● WHAT TO PRODUCE
Nothing but a number is wanted: the count of lines in the records below that include "lamp".

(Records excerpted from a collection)

^^^^

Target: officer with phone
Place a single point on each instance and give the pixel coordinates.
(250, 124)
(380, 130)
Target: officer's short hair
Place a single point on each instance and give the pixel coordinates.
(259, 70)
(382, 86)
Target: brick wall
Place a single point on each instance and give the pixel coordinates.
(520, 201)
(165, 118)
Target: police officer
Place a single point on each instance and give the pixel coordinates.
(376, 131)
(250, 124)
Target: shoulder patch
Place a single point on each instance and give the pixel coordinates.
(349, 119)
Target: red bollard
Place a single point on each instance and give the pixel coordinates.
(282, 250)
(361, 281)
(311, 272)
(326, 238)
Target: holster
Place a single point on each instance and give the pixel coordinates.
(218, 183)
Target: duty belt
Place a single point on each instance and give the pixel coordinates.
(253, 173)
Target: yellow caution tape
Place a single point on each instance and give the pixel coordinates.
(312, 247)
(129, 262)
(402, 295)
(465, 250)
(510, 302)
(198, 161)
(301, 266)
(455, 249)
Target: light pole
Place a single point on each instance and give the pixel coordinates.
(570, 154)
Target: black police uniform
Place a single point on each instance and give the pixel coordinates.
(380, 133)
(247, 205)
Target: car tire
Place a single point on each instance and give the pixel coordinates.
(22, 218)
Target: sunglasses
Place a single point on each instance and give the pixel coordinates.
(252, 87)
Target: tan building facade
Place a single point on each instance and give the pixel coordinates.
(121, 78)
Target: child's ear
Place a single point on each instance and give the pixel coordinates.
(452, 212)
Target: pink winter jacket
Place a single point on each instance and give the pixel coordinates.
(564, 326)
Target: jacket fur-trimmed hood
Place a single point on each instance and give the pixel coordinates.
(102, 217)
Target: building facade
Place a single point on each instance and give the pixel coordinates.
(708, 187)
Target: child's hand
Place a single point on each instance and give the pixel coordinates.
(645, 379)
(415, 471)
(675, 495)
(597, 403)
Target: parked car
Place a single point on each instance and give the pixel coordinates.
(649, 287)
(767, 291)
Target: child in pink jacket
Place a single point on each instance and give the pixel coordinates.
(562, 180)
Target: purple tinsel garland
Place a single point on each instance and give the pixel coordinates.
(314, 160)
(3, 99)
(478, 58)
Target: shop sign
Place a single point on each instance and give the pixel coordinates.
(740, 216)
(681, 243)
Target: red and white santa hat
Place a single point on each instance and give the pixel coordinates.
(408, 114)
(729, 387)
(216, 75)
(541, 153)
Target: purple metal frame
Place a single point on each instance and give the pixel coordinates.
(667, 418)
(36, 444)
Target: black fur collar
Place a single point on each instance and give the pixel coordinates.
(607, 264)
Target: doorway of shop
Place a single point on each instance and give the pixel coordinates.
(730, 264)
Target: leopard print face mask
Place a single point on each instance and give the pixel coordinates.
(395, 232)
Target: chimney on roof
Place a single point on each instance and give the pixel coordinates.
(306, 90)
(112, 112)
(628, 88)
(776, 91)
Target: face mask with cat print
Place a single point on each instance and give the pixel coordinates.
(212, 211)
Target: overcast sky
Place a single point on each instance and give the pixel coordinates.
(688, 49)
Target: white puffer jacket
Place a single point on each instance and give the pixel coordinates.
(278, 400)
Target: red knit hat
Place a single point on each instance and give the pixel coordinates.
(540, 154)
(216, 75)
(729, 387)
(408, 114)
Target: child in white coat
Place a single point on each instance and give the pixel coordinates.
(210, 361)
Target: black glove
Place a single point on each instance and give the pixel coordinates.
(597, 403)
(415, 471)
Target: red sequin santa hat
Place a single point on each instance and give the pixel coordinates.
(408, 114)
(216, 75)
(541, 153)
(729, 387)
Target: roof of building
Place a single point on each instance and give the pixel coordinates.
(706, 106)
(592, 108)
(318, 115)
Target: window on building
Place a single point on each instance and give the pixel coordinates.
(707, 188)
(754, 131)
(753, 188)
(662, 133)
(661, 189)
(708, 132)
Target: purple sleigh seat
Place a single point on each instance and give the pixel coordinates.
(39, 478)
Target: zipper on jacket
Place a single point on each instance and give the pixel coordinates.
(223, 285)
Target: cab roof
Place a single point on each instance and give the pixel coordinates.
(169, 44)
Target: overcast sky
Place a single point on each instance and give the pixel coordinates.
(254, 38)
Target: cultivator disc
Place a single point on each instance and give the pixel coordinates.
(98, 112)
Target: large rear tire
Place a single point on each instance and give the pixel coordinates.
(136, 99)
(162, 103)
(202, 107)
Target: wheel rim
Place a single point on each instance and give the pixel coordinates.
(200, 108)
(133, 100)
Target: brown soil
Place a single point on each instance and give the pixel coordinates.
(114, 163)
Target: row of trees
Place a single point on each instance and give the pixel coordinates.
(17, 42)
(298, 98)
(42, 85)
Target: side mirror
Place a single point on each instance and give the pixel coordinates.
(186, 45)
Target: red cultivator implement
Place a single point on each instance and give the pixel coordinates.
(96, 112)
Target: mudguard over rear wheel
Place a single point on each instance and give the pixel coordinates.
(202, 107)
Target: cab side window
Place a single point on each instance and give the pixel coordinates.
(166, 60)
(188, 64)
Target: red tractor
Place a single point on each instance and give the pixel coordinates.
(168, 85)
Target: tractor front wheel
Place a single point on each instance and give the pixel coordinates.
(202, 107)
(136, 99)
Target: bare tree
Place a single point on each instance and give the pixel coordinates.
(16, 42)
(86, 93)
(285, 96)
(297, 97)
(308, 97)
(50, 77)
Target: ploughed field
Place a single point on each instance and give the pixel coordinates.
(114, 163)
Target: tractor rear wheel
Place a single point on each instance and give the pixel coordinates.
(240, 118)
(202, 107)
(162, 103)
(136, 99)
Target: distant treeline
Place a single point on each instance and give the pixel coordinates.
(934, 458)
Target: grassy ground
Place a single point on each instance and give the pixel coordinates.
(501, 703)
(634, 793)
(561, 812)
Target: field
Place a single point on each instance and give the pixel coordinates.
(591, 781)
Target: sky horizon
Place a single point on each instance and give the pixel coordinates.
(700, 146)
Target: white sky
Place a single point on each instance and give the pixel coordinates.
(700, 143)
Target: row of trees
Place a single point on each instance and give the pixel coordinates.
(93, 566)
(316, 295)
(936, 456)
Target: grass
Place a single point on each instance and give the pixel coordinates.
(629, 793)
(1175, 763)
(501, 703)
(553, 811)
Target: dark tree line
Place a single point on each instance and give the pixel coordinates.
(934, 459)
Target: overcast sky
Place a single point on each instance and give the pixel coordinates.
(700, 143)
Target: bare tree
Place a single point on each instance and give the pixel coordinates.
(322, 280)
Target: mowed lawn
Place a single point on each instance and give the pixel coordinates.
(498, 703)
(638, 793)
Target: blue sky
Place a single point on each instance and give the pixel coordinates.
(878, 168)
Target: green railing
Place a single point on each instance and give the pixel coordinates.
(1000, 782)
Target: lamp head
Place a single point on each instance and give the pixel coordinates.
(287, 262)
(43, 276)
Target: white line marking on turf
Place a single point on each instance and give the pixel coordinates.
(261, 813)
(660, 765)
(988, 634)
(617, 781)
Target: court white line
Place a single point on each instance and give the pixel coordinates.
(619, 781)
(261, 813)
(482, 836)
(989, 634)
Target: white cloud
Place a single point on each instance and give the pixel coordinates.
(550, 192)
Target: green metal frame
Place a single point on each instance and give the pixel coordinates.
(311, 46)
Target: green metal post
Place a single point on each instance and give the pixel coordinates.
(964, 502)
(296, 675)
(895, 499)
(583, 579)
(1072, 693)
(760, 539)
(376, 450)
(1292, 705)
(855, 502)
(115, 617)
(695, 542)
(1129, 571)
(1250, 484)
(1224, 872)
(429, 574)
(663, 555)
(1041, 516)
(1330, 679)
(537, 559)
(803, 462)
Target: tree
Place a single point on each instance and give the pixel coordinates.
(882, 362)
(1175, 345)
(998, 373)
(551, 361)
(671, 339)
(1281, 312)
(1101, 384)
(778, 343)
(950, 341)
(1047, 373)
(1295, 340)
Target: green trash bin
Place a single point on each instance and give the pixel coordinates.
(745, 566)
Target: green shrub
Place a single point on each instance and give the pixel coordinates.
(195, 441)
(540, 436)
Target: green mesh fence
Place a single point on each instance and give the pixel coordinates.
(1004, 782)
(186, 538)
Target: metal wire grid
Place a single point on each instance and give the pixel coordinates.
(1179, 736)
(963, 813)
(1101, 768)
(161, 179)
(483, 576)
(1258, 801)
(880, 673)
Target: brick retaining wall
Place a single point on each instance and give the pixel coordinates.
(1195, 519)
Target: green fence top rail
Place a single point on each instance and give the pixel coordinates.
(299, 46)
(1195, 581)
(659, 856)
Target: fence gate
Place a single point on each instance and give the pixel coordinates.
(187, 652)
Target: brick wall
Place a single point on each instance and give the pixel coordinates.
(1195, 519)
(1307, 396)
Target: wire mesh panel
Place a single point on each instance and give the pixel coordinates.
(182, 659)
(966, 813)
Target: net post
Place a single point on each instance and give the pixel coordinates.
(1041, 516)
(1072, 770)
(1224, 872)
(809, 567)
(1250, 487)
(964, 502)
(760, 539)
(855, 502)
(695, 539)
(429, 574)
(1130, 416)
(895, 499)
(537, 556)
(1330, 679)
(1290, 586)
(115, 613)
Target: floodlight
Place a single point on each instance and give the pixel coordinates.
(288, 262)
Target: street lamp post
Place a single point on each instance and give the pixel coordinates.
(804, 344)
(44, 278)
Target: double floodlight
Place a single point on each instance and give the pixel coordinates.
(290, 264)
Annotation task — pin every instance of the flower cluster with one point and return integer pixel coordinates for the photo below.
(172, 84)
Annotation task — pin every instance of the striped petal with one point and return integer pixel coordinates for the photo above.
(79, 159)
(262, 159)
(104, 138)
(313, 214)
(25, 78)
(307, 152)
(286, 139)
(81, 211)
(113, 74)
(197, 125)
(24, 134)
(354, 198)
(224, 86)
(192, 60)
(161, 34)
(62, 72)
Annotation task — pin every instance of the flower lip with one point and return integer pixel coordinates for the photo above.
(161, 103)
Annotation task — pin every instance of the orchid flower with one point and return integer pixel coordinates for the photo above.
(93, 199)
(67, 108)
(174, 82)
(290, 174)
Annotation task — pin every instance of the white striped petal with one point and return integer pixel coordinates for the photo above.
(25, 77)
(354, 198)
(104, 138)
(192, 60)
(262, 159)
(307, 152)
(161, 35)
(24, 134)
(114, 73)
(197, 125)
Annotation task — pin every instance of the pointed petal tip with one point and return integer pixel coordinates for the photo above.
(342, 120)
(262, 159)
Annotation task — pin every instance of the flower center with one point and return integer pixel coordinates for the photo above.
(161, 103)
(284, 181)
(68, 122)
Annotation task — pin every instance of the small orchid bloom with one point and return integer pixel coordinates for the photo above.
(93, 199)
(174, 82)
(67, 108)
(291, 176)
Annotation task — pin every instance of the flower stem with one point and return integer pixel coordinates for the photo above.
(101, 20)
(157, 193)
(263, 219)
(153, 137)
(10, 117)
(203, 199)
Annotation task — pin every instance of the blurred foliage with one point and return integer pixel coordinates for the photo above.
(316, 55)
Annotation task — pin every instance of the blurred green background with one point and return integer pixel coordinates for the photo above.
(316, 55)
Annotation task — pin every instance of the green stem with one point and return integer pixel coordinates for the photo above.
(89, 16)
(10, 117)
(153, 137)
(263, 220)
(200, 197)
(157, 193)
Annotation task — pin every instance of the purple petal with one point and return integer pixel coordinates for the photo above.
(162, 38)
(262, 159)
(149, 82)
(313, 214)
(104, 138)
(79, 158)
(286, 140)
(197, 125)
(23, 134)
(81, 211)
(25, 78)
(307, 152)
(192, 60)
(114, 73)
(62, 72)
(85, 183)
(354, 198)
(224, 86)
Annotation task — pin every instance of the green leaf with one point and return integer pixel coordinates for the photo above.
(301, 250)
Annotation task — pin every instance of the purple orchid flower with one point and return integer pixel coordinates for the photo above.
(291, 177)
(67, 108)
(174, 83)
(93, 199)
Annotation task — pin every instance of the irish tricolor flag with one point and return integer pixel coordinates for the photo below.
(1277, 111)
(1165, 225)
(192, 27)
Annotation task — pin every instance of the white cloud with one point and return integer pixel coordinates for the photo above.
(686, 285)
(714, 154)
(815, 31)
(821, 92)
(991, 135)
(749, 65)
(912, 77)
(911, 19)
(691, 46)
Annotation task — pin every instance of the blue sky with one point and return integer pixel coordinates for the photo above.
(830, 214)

^^^^

● RESULT
2